» SUPPLIED MATERIAL:

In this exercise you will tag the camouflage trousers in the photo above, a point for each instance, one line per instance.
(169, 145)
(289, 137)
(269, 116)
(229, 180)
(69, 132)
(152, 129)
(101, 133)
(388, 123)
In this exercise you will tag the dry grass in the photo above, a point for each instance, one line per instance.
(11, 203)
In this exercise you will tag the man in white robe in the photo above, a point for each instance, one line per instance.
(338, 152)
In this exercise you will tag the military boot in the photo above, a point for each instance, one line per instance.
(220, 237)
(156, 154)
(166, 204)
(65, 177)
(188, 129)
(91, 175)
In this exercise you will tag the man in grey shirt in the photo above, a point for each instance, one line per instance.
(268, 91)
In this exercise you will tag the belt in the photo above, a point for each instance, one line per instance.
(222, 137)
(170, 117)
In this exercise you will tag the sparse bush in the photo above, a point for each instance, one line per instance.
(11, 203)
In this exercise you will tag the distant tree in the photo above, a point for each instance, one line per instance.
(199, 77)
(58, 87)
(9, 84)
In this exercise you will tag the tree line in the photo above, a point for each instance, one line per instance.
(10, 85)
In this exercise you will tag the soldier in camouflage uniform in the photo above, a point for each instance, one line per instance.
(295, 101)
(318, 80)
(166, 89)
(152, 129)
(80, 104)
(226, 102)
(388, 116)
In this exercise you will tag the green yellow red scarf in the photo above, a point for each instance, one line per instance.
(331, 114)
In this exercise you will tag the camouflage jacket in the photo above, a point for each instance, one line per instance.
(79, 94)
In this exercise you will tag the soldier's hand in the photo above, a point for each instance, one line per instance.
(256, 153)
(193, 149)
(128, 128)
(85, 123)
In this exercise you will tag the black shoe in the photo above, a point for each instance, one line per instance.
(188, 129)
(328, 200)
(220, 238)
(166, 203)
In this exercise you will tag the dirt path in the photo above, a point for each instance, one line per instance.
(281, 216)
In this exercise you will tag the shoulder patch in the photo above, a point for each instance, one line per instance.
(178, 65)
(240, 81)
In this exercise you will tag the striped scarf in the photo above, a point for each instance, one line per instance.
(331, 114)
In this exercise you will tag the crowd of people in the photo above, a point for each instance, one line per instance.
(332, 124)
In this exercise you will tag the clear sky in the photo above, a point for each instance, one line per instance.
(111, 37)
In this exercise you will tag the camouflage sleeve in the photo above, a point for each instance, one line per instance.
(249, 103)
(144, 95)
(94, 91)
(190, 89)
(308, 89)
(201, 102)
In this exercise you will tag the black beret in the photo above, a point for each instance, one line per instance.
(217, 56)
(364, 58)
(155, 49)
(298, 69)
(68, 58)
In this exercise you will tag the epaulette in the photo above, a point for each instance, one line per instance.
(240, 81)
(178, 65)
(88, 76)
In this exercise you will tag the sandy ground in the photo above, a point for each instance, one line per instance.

» TASK DESCRIPTION: Quote only the lines from the line containing "In this exercise you will tag the striped" through the end of the listing, please, keeping both the first and the last line.

» FINISHED ANSWER:
In this exercise you will tag the striped scarf in the photo above, a point for each instance, one line per instance.
(331, 114)
In this exercise you will tag the crowd of people in the photo above, a point for each instance, one line per instance.
(332, 124)
In this exercise you will tag the clear sky in the photo above, a point for each instance, one line per instance.
(111, 37)
In this exercise you will tag the camouflage sleeve in the photo above, a point for each instance, one line per instance.
(249, 103)
(144, 95)
(94, 91)
(190, 89)
(308, 89)
(201, 102)
In this exercise you will tag the black beret in the photo above, a point for each instance, one line per instance.
(217, 56)
(364, 58)
(155, 49)
(298, 69)
(68, 58)
In this exercise you will tag the epaulette in the photo above, a point for each instance, one line per instance.
(240, 81)
(178, 65)
(88, 76)
In this exercise you will tag the sandy ground in the photo above, a point for each instance, one line per instance.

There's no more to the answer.